§ **GOAL OF THE EXERCISE**:
The lines to be copied are those below that contain "clock".

§ **RECORDS FOR THE TASK**:
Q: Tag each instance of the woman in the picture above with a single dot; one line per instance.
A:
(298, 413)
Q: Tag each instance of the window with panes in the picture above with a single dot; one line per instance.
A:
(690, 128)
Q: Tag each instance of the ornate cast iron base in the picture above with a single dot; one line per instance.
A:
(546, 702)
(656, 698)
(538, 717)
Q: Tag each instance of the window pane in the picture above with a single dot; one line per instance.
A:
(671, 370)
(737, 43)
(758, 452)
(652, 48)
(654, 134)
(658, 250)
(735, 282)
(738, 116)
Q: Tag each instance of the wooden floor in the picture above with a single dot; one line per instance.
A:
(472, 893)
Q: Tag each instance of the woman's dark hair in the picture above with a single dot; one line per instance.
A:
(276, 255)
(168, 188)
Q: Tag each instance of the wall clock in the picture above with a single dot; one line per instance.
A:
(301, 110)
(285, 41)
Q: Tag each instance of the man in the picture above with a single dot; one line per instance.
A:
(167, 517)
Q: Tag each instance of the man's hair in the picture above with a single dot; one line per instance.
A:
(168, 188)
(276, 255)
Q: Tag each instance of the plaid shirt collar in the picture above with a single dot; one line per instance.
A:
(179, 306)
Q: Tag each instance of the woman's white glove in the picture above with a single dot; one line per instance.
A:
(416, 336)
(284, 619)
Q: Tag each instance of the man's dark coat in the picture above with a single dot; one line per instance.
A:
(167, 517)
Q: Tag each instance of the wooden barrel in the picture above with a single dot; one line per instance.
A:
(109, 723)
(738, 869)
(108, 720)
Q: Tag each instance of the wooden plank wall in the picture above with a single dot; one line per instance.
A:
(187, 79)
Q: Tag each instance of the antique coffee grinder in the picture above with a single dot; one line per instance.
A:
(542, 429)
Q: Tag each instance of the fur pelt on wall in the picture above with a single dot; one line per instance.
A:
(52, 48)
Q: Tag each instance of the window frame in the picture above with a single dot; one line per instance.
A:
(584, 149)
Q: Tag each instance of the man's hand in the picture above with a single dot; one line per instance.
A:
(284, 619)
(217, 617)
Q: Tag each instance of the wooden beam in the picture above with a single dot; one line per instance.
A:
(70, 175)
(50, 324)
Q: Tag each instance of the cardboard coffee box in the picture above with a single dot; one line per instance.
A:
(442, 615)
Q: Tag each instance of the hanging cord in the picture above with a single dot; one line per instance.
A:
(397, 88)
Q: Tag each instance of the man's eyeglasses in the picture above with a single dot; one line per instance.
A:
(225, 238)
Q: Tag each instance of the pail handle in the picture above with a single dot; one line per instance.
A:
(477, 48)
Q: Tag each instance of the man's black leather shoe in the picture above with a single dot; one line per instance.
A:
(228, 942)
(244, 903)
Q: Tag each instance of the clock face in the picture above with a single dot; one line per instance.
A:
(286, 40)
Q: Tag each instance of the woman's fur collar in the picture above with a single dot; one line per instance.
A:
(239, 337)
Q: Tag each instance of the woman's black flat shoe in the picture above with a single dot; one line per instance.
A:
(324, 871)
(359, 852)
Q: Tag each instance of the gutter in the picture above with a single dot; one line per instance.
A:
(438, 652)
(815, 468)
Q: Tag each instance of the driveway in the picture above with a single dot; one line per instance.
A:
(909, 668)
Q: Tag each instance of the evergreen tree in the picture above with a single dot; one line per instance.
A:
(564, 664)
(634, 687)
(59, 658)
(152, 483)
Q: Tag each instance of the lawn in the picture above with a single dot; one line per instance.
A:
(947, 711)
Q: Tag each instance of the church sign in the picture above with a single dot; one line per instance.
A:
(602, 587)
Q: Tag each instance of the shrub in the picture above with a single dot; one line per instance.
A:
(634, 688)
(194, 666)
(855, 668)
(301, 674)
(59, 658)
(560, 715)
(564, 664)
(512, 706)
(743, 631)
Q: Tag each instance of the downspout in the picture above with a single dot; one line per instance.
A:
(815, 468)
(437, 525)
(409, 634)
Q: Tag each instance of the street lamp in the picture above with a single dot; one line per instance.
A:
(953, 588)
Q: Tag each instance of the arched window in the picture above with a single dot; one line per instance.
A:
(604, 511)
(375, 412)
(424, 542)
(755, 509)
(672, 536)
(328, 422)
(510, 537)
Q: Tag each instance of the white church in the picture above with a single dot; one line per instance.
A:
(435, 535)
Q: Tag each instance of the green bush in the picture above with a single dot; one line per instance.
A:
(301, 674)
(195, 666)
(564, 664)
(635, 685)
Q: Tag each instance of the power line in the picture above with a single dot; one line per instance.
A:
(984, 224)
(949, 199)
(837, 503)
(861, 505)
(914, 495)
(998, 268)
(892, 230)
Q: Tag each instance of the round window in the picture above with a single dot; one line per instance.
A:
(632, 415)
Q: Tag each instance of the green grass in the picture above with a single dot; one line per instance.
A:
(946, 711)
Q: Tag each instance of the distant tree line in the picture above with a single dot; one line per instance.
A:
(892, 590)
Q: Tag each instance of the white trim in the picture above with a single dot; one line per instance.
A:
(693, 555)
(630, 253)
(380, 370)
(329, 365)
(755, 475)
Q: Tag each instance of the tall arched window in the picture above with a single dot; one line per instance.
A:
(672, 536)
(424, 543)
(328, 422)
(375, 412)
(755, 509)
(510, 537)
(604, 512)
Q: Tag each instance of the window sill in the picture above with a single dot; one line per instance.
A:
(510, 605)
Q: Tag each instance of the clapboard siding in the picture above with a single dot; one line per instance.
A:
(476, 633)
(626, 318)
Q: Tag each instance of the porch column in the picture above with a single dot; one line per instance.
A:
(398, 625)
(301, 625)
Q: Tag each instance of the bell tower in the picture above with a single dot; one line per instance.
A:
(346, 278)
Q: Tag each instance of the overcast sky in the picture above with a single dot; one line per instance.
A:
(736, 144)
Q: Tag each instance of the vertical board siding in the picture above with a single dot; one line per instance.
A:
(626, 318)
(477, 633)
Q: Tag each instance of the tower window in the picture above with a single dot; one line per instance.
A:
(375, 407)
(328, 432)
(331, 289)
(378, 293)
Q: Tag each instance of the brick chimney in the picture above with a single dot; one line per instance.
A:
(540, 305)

§ **ANSWER BOX**:
Q: Tag each instance of the wall clock in the picture above with a single dot; one line per instance.
Q: Tag each instance of the clock face in the picture above with a single dot; one line per instance.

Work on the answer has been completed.